> _SOURCE PASSAGE_:
--------------------------------------------------
I moved all controls to a WPF control library project, compiled a dll and then referenced it in my current project. That resulted in a cascading failiure and in the end I couldn't even add the control to the form. Then I ported all relevant code from the marquee to VB using Reflector and added the VB code files directly into the project. And now as soon as the storyboard is started, the error message above pops up. I triple-checked the code I ported to VB and as far as I can see it is completely identical to the C# code. I can attach it here if you'd like to take a look at it as well.

----------


## chris128

I dont know why you wouldnt of been able to just make a DLL and reference it... but yeah can you post your current code here?

----------


## obi1kenobi

Here it is  :Smilie: 

MarqueeVB.zip

----------


## obi1kenobi

I just rebuilt the DLL and added it to the project (after making a backup copy) and this time the app starts up just fine but the marquee doesn't scroll, the text just stands still. What gives? When I set the duration property, the storyboard is supposed to start, yet there is no animation... :S

----------


## chris128

Well I've built it into a DLL and added it to a VB project successfully... but it just doesnt seem to do anything :S

----------


## obi1kenobi

And yet in the solution I posted above - "MarqueeControl - Custom", the marquee was working exactly as it was supposed to. The code I used was the same in both instances... :S

----------


## chris128

No I meant I used the first one and just compiled the Marquee control class (and the rectangle converter bit) into a DLL. I've now added a reference to that into a new WPF project and created an instance of it on my window using pretty much the exact same XAML as in your project, and then copied the code that sets the text and width etc into the Window_Loaded event but it just doesnt show anything when I run it. No errors or anything, just a blank window :S

----------


## obi1kenobi

Ok I am definitely going to commit suicide... I've had headaches for two days over this silly thing, only to find out that instead the MarqueeContent property, I've been using the Content property, both via code and via XAML... XC

I'm really sorry for the confusion this has caused... The code now works fine... Thank you for your patience =)
--------------------------------------------------
> _GIVEN ENTRIES_:
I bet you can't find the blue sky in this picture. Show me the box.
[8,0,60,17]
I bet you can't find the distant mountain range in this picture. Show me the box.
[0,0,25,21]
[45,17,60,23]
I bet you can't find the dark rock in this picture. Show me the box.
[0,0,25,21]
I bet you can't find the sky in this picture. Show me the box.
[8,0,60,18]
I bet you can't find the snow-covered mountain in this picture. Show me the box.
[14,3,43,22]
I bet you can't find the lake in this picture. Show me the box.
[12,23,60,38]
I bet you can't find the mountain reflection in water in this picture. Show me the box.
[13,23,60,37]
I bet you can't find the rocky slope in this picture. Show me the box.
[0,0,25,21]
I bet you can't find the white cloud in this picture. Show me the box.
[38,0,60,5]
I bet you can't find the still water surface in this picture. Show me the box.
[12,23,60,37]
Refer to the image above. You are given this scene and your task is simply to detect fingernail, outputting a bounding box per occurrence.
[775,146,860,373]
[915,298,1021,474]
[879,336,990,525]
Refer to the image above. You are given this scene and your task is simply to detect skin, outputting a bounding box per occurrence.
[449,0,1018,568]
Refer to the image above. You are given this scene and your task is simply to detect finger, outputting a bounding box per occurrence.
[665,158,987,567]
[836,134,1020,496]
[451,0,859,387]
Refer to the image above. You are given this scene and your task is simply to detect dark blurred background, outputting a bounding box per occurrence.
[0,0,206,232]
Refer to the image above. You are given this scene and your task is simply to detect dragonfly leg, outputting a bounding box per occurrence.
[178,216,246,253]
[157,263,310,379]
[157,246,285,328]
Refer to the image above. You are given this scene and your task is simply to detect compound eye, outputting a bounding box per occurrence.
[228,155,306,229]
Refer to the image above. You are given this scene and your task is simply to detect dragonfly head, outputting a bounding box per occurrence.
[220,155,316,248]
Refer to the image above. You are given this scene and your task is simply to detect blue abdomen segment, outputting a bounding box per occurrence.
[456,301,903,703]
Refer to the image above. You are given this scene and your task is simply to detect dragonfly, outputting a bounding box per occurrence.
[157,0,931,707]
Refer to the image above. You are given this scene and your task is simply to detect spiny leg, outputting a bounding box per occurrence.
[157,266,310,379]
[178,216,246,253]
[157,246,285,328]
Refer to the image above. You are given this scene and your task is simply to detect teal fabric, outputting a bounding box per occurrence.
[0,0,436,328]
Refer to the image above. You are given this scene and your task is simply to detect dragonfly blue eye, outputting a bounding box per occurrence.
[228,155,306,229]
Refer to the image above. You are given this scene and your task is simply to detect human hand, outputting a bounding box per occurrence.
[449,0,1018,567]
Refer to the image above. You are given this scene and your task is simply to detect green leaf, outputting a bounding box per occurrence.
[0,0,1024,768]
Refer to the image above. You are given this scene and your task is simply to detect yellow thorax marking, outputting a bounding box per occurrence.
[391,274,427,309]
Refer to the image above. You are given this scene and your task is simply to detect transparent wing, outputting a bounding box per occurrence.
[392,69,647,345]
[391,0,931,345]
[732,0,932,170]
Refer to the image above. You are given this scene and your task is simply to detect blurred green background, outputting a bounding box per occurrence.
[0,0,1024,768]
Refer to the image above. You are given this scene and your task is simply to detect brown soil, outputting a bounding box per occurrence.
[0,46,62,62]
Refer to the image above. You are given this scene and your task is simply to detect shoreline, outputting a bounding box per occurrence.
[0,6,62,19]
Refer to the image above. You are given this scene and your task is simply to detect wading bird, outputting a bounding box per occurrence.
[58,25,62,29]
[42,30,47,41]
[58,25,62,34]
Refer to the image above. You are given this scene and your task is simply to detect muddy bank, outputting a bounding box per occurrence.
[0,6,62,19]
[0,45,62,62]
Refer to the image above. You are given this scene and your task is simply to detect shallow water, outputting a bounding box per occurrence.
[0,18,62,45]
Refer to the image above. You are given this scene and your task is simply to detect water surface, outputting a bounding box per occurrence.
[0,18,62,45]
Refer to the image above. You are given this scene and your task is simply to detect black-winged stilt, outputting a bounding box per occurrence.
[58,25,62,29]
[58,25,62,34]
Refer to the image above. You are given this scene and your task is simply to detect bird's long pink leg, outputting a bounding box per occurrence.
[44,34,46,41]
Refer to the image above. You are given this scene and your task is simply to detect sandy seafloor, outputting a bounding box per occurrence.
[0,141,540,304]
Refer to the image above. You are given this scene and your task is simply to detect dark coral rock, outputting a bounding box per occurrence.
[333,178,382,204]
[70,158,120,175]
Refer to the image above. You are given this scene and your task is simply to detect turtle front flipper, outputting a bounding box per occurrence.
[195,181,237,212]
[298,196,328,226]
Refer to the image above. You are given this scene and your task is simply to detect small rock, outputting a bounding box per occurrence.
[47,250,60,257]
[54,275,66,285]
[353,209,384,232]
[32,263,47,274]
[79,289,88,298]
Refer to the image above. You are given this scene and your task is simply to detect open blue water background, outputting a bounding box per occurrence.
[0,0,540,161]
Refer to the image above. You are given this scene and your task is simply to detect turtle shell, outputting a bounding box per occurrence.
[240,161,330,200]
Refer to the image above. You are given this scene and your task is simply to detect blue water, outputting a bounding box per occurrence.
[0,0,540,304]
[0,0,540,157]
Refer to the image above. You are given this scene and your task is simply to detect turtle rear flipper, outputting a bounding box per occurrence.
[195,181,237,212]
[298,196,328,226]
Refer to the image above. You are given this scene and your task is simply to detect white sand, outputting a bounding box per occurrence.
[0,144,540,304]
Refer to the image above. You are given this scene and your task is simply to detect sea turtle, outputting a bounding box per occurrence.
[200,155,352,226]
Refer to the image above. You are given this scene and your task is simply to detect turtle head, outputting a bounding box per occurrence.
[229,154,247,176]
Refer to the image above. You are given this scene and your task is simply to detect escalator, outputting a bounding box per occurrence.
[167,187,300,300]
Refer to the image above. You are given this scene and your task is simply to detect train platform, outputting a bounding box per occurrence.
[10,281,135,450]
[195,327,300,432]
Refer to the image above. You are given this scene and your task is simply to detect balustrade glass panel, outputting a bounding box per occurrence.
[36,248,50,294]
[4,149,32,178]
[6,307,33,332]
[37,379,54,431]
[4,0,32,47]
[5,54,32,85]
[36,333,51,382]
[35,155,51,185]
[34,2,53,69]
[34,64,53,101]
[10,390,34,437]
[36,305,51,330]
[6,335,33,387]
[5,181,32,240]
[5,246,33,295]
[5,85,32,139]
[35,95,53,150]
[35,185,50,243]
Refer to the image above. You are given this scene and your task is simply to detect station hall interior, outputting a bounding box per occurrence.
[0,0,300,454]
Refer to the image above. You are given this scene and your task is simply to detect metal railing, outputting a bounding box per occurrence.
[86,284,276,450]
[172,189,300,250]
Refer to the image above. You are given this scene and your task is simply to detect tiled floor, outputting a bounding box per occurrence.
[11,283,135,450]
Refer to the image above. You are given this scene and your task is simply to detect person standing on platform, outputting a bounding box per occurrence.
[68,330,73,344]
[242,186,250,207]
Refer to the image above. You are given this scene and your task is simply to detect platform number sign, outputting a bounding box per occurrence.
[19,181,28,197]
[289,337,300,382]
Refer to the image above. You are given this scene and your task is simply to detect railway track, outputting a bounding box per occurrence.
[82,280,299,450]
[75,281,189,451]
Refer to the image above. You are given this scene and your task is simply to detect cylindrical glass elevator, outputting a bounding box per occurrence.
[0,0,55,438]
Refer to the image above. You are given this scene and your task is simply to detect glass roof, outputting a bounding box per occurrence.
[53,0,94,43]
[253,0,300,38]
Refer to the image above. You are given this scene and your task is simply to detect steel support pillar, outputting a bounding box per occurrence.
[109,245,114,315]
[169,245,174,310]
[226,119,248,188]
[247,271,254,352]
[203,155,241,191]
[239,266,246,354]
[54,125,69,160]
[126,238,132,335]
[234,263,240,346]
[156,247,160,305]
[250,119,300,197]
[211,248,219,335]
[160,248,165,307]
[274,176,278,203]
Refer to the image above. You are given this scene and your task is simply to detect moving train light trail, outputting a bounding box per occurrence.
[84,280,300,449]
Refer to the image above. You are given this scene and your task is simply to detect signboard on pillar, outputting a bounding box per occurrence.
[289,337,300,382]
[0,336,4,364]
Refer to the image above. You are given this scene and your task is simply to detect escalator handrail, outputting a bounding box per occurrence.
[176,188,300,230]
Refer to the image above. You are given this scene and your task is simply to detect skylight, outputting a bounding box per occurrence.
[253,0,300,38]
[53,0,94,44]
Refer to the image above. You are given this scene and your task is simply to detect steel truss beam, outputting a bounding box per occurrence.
--------------------------------------------------
> _SET TASK_: In the WPF marquee thread, write out the passage that begins at the words "I moved all" and stops after "current code here?".

> _RESULT OF THIS TASK_:
I moved all controls to a WPF control library project, compiled a dll and then referenced it in my current project. That resulted in a cascading failiure and in the end I couldn't even add the control to the form. Then I ported all relevant code from the marquee to VB using Reflector and added the VB code files directly into the project. And now as soon as the storyboard is started, the error message above pops up. I triple-checked the code I ported to VB and as far as I can see it is completely identical to the C# code. I can attach it here if you'd like to take a look at it as well.

----------


## chris128

I dont know why you wouldnt of been able to just make a DLL and reference it... but yeah can you post your current code here?